This site and my counsellor is helping me gradually accept that I have somehow created these awful symptoms myself. I feel that the more I accept this the more I will be able to move past them and get better.
Stick with what your doc and cbt advises, it might seem pointless but it does work and you can improve.
Thank you magic, It is horrible i just feel like everytime i go in to my doctor he aint listening to me and thinks im mad. I'm going back Tuesday to run over all my symptoms just to make sure he don't thank anything is wrong as my body feels numb and i feel dizzy all the time and spaced out like i ain't really here it is horrible. I just hope i see some improvements soon.

◆ ◆ ◆ ◆ ◆ ◆ ◆

[Action item A]
Summarize the forum posts in two sentences.
[Action item B]
In the forum posts, on what day is the writer of the last post going back to the doctor?
[Action item C]
List every symptom that the writer of the last forum post describes.

[Exercise data]
◆ ◆ ◆ ◆ ◆ ◆ ◆

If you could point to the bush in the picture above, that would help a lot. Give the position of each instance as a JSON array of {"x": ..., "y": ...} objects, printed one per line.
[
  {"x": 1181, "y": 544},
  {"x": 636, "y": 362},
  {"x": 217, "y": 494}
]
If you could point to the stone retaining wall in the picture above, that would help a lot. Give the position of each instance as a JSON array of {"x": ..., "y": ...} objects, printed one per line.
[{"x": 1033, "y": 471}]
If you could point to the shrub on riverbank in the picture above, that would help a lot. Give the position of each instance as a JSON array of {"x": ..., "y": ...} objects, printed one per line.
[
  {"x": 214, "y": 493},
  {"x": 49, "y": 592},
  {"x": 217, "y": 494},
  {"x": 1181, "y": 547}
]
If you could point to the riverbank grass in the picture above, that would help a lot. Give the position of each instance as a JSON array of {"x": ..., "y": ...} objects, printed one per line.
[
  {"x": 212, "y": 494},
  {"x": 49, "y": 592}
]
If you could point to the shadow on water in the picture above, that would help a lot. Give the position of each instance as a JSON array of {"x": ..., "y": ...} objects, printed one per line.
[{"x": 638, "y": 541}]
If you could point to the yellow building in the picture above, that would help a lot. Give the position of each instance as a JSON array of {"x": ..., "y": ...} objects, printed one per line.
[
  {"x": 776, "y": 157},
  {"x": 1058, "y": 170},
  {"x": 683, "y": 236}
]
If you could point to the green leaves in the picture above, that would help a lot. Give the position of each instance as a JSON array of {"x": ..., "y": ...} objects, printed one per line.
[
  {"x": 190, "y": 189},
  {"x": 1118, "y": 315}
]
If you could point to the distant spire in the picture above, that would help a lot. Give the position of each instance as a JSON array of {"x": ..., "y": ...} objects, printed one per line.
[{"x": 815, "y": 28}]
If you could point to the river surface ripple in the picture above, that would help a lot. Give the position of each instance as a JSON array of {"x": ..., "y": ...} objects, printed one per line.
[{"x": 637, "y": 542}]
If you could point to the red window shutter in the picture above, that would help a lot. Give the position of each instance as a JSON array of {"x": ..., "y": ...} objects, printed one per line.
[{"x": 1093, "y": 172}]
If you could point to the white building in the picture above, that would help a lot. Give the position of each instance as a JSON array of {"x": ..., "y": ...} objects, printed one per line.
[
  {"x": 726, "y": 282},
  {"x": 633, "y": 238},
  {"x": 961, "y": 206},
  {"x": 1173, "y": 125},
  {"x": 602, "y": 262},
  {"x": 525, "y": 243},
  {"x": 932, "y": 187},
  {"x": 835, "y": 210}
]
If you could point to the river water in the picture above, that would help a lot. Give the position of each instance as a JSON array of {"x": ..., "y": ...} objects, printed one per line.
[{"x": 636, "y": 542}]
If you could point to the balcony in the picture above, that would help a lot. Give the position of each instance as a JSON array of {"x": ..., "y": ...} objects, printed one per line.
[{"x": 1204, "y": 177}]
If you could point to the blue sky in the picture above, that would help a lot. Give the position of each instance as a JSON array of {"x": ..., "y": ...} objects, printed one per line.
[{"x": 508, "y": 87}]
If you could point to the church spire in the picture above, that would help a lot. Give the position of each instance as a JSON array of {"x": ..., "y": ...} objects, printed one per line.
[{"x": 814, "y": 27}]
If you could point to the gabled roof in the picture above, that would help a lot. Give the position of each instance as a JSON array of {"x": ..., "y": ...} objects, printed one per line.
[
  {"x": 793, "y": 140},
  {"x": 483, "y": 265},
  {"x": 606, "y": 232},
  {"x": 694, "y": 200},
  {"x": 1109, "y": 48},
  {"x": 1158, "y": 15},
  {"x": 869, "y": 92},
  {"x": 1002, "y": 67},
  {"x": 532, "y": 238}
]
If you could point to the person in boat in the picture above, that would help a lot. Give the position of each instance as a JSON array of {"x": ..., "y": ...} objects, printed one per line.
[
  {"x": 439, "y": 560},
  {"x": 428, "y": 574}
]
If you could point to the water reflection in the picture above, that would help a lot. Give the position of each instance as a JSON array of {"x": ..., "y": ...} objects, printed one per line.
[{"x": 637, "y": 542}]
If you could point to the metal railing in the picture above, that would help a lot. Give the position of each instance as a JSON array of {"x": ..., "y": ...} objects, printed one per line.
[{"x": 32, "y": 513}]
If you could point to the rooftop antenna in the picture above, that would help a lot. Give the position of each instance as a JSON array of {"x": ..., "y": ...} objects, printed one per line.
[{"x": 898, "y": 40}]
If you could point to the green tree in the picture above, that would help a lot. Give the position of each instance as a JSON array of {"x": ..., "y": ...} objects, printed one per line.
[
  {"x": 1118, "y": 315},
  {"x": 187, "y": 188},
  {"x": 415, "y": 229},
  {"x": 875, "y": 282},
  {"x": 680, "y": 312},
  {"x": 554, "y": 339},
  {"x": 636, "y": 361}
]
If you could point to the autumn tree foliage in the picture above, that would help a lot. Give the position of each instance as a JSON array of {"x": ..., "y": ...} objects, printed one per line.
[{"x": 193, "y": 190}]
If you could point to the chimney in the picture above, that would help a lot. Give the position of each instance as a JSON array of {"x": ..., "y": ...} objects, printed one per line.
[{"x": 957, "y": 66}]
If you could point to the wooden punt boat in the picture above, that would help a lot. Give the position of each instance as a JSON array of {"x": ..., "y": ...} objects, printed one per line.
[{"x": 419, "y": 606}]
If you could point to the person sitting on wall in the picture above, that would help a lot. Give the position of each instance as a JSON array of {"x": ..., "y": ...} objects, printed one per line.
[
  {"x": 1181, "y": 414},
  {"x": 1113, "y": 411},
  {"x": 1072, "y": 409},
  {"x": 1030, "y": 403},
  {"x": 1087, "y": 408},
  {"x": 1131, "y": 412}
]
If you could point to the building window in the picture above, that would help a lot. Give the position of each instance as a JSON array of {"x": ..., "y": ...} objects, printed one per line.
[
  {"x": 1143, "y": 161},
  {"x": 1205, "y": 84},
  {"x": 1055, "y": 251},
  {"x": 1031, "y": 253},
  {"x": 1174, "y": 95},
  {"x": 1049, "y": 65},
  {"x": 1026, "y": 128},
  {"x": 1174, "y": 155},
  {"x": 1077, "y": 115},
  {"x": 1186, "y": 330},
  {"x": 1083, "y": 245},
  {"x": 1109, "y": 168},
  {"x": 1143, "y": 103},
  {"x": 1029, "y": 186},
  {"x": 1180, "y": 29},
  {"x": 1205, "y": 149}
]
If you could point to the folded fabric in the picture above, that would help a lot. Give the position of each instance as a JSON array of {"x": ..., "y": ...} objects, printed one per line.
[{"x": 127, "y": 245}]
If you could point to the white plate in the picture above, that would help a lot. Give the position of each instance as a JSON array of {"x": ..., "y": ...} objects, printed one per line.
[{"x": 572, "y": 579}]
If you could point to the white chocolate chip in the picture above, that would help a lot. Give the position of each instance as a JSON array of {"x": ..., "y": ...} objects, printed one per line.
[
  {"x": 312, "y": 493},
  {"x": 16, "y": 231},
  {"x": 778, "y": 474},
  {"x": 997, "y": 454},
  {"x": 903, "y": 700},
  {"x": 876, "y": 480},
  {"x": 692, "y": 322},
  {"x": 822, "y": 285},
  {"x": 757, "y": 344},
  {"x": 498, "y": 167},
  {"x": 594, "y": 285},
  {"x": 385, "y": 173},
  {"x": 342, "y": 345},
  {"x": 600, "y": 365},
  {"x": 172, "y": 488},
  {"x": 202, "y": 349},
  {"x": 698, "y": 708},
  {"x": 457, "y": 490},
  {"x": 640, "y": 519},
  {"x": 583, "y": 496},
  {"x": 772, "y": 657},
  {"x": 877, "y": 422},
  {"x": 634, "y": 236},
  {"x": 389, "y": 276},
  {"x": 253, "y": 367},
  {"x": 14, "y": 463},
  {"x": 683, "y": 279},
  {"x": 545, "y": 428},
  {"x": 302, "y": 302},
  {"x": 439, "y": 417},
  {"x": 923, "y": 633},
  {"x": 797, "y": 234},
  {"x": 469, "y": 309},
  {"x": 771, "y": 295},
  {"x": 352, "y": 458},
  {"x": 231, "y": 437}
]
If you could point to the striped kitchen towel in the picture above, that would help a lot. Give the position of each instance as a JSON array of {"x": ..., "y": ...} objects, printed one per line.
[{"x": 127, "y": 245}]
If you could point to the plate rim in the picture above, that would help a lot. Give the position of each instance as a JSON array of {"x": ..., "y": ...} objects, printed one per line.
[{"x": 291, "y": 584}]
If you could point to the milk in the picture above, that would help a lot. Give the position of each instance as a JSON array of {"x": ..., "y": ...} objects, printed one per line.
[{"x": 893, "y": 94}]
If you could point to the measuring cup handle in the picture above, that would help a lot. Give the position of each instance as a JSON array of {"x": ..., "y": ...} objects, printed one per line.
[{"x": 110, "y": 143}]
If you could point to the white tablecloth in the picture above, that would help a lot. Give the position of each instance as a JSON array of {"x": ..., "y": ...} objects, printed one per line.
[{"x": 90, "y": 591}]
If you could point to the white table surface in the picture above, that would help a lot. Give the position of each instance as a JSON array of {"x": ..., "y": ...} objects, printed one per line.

◆ ◆ ◆ ◆ ◆ ◆ ◆

[Written reply A]
One post says a counsellor and the site are helping its writer gradually accept having created the symptoms, and another urges sticking with what the doctor and CBT advise because it does work. The last post says the doctor does not seem to listen, and its writer plans to return on Tuesday to go over all the symptoms and hopes to see improvement soon.

[Written reply B]
Tuesday.

[Written reply C]
- The body feels numb.
- Feeling dizzy all the time.
- Feeling spaced out, as if not really there.